• TEXT EXTRACT:
========

Monthly Archives

January 2015

Service Not Included

​I love going to restaurants and while I am not a ‘foodie’ I do have some basic requirements that I thought were des rigueur, until I experienced a whole new dining experience. It was one of those minimalist places; wooden screens, architectural lines and tables in booths behind bamboo screens you know the kind of thing. The décor was similar to sushi places I’ve been in except for one detail. In the center of each table there were mini barbecues sunken into wood. At first I thought they were there for ambience, a take on a pit fire, but it turned out to be more prosaic than that; the food they serve you is not actually cooked.

​I’m still struggling here. Isn’t the whole idea of a restaurant that they get to cook the food and we get to eat it? That’s why they’ve caught on surely.

‘Do we get to do the washing up as well?’  I wondered.

This is broadly how it works. You pick from a menu, then the waiter brings you little packages of meat, fish, vegetables, whatever you’ve ordered, wrapped in aluminum. They tell you what’s inside each parcel and after that you’re on your own.

========

• SUPPLIED MATERIAL:

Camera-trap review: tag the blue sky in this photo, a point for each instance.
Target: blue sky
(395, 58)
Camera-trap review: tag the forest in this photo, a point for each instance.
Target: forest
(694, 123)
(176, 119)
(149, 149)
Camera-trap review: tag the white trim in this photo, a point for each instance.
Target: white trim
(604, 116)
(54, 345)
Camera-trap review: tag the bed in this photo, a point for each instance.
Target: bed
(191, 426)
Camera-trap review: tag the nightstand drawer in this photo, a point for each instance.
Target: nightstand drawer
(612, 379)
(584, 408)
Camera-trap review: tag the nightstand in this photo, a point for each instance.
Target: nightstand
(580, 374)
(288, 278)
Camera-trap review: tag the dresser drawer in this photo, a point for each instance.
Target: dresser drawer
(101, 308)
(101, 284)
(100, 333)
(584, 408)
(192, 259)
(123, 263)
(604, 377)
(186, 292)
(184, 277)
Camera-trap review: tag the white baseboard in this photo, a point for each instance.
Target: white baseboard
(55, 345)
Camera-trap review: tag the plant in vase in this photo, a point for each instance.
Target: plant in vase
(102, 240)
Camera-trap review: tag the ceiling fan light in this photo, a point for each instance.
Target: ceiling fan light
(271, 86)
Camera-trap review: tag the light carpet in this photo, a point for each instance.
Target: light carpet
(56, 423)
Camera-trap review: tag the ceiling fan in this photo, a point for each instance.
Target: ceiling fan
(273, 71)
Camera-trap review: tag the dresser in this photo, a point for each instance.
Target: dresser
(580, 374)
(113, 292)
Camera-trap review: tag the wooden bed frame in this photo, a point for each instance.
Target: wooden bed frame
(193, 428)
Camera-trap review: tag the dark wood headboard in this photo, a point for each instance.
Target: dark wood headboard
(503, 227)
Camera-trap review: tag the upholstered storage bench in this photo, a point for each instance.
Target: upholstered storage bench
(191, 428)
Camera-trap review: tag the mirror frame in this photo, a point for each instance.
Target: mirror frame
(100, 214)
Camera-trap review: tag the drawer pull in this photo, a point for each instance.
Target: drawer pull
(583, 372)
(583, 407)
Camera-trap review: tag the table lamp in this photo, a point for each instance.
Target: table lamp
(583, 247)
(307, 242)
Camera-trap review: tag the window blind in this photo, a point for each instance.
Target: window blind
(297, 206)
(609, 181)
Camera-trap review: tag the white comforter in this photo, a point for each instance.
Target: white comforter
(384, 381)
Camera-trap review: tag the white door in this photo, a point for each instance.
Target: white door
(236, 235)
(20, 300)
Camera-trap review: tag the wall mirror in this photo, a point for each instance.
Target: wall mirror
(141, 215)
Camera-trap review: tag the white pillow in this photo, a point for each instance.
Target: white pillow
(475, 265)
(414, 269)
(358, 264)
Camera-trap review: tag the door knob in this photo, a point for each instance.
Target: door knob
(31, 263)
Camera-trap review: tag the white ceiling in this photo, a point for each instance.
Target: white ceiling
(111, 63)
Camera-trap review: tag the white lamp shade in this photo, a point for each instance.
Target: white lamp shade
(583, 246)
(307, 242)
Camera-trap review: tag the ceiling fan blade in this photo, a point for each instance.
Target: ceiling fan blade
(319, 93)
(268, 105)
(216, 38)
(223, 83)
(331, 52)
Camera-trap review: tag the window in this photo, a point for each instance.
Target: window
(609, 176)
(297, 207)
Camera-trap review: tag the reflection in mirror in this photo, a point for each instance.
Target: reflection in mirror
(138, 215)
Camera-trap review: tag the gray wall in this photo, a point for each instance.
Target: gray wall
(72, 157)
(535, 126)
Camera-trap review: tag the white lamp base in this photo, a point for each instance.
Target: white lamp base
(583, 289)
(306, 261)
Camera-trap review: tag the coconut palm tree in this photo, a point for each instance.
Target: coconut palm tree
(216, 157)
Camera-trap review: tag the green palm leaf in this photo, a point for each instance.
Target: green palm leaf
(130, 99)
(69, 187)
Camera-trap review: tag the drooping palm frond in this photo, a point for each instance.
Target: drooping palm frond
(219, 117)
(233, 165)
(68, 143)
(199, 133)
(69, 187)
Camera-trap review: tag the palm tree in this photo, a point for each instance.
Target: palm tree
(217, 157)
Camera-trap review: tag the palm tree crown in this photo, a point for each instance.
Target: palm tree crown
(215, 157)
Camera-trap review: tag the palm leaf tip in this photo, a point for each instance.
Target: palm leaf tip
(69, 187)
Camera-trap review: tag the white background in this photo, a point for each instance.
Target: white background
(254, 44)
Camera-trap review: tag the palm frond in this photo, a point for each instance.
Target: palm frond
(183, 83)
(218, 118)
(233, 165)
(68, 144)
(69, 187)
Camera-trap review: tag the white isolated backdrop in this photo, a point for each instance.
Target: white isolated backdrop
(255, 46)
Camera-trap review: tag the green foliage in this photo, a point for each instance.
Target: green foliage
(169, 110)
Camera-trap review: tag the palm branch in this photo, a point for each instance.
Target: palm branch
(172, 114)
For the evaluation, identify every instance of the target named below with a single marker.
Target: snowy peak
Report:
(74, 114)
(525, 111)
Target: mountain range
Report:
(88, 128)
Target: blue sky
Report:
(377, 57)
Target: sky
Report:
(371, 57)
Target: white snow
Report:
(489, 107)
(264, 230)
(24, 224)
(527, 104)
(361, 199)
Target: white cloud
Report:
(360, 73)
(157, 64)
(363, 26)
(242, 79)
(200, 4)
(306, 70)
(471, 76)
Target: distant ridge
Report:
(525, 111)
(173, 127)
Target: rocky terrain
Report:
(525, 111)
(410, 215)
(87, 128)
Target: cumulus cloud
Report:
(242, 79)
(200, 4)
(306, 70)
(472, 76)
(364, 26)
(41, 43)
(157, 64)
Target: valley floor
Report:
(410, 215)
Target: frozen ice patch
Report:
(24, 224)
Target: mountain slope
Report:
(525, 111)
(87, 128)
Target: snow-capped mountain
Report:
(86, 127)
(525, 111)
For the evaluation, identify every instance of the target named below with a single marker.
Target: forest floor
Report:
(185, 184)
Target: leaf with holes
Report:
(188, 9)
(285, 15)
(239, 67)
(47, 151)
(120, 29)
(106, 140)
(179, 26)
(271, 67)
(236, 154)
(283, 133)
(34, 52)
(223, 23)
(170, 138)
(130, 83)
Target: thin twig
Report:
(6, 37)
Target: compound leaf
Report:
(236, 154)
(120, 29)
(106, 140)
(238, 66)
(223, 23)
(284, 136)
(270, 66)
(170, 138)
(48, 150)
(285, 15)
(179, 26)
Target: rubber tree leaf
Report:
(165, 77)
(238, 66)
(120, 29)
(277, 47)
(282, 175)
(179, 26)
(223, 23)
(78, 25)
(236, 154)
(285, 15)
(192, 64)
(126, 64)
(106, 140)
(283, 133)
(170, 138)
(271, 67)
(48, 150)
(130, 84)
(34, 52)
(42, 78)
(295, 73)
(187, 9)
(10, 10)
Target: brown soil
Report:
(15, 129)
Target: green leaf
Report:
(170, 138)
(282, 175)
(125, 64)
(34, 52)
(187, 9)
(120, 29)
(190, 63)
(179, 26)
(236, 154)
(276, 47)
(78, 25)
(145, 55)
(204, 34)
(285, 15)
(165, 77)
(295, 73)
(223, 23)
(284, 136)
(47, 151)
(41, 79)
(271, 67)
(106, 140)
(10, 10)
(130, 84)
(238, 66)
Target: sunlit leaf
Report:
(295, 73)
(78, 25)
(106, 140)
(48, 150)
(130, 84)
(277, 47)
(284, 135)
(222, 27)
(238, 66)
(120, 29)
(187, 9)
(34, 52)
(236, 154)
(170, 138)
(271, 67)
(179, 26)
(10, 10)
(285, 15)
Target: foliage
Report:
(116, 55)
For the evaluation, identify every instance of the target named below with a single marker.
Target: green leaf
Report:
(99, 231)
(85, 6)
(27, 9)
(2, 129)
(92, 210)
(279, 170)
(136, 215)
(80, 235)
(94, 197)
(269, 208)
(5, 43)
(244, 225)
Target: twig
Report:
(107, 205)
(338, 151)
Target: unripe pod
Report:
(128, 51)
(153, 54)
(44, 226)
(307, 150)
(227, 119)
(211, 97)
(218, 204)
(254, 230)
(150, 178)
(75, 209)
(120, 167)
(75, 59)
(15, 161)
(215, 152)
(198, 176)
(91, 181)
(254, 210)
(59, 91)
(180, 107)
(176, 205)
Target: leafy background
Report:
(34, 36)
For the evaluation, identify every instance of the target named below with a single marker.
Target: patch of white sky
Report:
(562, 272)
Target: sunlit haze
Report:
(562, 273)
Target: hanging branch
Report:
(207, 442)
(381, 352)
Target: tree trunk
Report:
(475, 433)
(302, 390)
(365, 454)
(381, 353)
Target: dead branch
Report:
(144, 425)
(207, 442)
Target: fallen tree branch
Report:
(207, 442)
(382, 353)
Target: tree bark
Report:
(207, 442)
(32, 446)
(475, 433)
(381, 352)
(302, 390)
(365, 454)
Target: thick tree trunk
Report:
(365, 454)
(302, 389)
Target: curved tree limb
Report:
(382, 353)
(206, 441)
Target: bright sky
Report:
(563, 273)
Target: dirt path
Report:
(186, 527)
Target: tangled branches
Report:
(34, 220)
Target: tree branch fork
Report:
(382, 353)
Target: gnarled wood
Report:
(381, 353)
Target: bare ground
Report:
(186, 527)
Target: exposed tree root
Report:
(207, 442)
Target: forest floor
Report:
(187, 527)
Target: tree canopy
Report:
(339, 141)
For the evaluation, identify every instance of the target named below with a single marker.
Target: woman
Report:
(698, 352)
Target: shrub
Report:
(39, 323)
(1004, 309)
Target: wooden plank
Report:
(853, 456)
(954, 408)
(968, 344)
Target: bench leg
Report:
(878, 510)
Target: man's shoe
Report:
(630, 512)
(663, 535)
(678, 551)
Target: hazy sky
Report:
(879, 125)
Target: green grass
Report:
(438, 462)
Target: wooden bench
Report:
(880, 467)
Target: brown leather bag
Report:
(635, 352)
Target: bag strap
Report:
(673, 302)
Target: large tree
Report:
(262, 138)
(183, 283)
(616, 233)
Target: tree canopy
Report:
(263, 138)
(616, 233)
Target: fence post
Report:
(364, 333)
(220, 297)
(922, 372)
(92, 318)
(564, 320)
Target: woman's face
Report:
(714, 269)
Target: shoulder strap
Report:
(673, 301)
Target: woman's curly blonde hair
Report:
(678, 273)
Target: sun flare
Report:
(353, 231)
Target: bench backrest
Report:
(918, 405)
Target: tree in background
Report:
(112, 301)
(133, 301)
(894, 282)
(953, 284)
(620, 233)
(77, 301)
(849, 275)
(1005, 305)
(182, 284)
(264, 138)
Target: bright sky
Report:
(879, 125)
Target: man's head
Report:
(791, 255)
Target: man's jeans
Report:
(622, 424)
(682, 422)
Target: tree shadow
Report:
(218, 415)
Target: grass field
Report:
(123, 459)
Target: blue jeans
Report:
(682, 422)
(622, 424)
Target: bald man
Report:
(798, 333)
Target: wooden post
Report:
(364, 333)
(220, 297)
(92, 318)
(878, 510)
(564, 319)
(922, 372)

========

• PROBLEM A:
Answer these questions about the restaurant blog post, one line each:
(i) What was sunken into the wood in the center of each table?
(ii) What were the tables in booths placed behind?
(iii) What are the waiter's little packages of food wrapped in?
• PROBLEM B: Locate every line of the records that contains the string "reflection", with case counting, and copy each of those lines.

• TASK RESULT A:
(i) Mini barbecues
(ii) Bamboo screens
(iii) Aluminum

• TASK RESULT B:
Camera-trap review: tag the reflection in mirror in this photo, a point for each instance.
Target: reflection in mirror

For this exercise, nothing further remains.